Task
Copy the lines below verbatim, starting at the line with "the awning, each" and ending at the line with "187], [94, 185]]]", both included. Omit the pictures from your copy.

Information given

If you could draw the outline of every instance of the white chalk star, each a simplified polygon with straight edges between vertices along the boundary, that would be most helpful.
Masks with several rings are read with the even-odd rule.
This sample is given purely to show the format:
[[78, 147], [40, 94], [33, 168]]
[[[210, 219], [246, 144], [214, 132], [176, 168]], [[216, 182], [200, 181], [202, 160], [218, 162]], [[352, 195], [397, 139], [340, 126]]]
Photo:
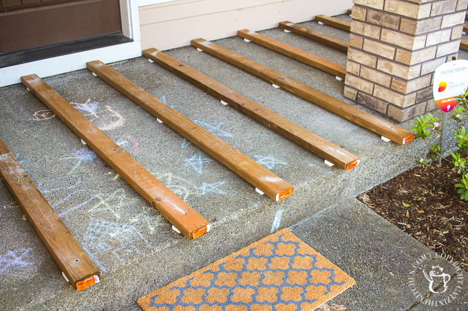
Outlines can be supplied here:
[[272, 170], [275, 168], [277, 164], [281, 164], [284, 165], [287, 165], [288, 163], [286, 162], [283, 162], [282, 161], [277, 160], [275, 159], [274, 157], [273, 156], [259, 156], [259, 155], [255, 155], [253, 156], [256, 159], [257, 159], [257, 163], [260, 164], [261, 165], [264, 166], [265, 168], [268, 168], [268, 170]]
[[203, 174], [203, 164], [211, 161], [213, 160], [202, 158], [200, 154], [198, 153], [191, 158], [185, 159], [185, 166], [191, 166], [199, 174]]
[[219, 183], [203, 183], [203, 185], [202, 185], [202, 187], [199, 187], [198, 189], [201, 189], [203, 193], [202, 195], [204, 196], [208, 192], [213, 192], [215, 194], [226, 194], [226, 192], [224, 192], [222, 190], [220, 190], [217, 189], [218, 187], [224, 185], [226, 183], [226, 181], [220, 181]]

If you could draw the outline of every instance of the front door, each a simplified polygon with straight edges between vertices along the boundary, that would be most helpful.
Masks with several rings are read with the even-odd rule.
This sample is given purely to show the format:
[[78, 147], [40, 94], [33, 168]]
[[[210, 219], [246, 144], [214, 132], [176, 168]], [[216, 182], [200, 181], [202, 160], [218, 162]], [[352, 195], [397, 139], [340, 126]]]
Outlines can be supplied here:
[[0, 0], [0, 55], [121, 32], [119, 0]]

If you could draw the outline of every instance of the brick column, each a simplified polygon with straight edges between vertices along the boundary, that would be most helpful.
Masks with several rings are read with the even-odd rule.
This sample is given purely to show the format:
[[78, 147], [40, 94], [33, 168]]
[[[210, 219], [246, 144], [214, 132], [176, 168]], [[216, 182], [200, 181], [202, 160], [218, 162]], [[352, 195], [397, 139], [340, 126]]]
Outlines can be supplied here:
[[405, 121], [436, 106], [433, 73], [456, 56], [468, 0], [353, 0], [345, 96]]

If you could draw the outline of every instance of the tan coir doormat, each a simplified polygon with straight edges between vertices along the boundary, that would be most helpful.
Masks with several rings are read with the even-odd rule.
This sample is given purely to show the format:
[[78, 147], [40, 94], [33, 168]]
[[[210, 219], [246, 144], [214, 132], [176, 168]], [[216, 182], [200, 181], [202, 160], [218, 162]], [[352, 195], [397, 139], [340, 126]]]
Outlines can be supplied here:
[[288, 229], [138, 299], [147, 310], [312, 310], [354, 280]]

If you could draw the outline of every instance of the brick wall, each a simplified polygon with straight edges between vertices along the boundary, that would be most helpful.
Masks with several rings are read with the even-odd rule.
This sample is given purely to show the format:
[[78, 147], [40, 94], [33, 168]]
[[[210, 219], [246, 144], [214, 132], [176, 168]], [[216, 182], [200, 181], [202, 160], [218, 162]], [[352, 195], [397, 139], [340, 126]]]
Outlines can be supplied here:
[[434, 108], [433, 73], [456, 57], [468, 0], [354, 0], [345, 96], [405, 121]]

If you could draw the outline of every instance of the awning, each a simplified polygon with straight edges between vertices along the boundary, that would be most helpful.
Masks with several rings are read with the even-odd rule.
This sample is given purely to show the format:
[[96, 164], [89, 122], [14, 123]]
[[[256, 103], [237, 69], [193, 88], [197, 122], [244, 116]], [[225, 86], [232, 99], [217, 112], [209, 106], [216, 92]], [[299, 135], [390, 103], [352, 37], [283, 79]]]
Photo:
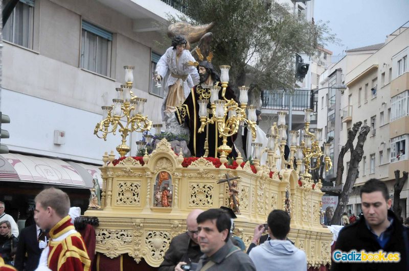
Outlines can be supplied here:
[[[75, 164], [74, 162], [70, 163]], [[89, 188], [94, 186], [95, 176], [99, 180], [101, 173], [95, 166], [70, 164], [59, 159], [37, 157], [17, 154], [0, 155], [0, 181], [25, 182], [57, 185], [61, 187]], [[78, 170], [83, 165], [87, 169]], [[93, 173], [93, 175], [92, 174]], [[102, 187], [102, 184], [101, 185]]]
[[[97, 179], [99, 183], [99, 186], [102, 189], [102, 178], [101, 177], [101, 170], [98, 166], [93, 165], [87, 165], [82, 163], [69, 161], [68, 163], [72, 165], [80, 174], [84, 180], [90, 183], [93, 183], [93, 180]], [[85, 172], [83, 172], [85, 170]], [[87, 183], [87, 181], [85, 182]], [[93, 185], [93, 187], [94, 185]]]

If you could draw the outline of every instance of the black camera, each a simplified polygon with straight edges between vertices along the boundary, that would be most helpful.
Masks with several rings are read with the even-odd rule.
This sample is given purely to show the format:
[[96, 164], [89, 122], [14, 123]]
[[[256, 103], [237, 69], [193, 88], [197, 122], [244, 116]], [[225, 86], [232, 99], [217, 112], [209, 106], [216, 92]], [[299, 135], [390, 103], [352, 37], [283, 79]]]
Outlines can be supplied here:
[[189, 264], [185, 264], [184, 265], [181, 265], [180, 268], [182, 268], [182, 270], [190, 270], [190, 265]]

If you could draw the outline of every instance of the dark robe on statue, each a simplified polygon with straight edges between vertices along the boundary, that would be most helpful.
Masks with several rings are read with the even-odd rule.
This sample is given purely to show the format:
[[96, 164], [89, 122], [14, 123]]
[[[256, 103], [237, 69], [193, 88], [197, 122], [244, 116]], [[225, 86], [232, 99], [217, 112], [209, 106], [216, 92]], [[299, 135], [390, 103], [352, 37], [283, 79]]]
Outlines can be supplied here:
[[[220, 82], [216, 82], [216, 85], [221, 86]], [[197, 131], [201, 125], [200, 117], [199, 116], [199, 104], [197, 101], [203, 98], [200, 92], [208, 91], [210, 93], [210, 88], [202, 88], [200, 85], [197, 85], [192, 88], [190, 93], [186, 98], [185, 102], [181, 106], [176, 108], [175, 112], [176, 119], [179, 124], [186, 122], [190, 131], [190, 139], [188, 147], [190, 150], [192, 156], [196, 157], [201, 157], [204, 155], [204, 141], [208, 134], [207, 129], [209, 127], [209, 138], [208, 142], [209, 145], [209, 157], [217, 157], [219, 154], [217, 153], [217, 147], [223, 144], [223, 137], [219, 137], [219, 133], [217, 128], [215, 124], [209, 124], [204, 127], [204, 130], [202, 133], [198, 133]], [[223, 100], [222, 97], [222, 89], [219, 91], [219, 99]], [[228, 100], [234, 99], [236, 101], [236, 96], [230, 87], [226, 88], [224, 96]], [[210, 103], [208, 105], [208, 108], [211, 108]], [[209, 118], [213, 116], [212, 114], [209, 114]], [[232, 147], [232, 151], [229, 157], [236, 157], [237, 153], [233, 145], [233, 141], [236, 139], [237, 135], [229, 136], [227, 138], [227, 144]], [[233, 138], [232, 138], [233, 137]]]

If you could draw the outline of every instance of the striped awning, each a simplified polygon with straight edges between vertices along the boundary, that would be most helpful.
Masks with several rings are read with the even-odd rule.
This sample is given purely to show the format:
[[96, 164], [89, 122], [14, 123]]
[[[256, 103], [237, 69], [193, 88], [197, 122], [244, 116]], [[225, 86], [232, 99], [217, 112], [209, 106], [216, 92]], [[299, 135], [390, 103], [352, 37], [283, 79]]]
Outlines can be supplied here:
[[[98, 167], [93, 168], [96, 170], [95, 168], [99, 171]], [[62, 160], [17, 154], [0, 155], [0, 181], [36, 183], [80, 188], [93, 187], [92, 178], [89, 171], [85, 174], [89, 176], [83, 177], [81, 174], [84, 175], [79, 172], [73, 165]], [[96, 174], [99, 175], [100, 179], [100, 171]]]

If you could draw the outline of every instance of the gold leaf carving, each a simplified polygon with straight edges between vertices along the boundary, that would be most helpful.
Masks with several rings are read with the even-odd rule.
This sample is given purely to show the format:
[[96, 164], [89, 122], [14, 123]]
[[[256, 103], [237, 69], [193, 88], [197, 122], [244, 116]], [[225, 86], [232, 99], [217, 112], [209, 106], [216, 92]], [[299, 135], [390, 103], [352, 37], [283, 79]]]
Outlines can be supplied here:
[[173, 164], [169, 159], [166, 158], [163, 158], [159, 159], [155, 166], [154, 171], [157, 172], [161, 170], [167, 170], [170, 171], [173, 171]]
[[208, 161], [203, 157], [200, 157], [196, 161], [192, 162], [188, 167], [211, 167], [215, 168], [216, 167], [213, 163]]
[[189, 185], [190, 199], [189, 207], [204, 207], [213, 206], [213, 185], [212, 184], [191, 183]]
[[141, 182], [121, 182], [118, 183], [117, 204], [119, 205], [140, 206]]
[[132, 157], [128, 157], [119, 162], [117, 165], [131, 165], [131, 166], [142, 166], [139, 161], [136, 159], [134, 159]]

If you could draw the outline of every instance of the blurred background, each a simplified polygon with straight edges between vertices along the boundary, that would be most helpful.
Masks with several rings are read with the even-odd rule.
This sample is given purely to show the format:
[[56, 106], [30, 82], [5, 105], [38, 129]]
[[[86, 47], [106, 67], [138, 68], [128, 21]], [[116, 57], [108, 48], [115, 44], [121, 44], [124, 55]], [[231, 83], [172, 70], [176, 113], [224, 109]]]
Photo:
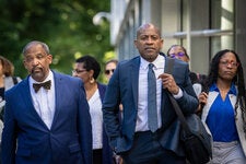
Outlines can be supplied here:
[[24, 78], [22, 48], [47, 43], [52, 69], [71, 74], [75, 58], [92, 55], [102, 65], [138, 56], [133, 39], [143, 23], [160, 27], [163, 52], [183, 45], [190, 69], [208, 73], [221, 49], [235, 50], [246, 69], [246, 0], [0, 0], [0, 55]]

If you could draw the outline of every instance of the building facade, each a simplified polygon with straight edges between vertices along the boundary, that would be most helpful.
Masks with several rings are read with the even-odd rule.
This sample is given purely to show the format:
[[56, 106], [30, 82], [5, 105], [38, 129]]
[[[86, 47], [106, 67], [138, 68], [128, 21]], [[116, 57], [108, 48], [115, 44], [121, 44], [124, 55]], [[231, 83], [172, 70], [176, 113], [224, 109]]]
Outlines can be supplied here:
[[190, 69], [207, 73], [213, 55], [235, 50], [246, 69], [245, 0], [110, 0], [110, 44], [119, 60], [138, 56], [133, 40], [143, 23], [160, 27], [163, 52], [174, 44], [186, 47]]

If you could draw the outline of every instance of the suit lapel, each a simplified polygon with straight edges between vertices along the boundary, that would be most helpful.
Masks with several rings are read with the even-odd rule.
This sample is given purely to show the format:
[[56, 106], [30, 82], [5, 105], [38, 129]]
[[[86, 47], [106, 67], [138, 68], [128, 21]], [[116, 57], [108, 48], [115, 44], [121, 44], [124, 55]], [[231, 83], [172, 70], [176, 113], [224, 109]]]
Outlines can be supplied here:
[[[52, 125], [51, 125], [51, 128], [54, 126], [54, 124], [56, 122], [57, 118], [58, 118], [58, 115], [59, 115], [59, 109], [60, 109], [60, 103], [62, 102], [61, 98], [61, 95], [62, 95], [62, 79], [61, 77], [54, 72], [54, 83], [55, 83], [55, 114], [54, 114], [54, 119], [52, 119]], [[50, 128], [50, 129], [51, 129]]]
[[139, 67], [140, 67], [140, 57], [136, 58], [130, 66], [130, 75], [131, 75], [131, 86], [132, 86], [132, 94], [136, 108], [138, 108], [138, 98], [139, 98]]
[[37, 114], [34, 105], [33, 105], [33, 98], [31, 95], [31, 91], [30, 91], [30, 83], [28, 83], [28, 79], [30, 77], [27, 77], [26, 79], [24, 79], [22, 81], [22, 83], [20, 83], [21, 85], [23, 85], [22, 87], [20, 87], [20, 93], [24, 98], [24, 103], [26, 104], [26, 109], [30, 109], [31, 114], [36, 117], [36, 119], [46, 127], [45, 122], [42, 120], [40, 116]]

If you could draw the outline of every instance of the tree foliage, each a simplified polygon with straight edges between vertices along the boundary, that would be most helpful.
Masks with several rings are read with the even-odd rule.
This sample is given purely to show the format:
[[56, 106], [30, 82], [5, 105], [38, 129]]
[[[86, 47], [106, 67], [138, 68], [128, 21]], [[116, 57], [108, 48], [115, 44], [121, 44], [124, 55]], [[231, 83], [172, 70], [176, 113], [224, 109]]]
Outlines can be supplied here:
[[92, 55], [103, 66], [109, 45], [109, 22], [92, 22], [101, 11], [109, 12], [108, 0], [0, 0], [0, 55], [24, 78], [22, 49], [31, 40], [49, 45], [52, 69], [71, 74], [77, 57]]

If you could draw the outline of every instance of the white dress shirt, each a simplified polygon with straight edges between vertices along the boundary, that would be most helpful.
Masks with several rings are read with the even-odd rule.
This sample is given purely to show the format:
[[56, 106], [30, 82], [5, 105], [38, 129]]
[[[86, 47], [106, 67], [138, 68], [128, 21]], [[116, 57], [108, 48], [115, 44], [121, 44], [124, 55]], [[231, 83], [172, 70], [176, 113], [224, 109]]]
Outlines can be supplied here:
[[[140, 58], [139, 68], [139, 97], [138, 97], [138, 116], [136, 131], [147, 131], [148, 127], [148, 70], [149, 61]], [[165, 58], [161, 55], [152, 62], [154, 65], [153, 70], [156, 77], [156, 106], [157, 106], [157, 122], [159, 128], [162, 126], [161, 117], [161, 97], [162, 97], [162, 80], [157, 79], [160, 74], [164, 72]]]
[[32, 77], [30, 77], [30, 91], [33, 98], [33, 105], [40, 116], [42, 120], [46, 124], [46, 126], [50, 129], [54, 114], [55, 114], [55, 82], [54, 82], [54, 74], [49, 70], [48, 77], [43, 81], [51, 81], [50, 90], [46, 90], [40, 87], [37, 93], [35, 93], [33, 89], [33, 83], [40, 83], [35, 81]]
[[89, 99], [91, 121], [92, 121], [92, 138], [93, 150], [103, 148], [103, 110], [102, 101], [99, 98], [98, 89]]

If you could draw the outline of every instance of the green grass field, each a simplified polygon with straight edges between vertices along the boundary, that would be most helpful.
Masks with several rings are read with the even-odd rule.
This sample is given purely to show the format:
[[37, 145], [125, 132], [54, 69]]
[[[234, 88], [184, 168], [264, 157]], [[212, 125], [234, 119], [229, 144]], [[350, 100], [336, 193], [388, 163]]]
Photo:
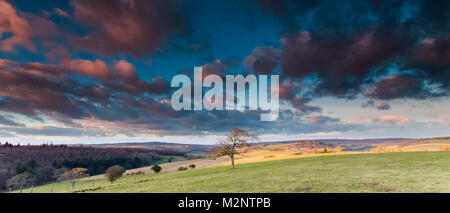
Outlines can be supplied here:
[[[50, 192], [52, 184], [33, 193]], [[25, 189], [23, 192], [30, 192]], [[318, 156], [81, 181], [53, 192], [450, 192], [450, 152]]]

Answer for the task
If you could draw the outline of every instance of the awning, each a simplified polygon with straight edges between vertices along the boundary, that would be most helpful.
Masks with several rings are read with the even-odd rule.
This sample is given purely to show the format:
[[96, 164], [89, 122], [14, 123]]
[[[256, 103], [237, 69], [193, 88], [197, 122], [244, 116]], [[225, 86], [232, 99], [217, 112], [209, 106], [216, 92]], [[299, 135], [390, 103], [352, 37], [283, 79]]]
Photo:
Outlines can be supplied here:
[[[75, 164], [74, 162], [70, 163]], [[89, 188], [94, 186], [95, 176], [99, 180], [101, 173], [95, 166], [70, 164], [59, 159], [37, 157], [17, 154], [0, 155], [0, 181], [25, 182], [57, 185], [61, 187]], [[78, 170], [83, 165], [87, 169]], [[93, 173], [93, 175], [92, 174]], [[102, 187], [102, 184], [101, 185]]]
[[[97, 179], [99, 183], [99, 186], [102, 189], [102, 178], [101, 177], [101, 170], [98, 166], [93, 165], [87, 165], [82, 163], [69, 161], [68, 163], [72, 165], [80, 174], [84, 180], [90, 183], [93, 183], [93, 180]], [[85, 172], [83, 172], [85, 170]], [[87, 183], [87, 181], [85, 182]], [[93, 185], [93, 187], [94, 185]]]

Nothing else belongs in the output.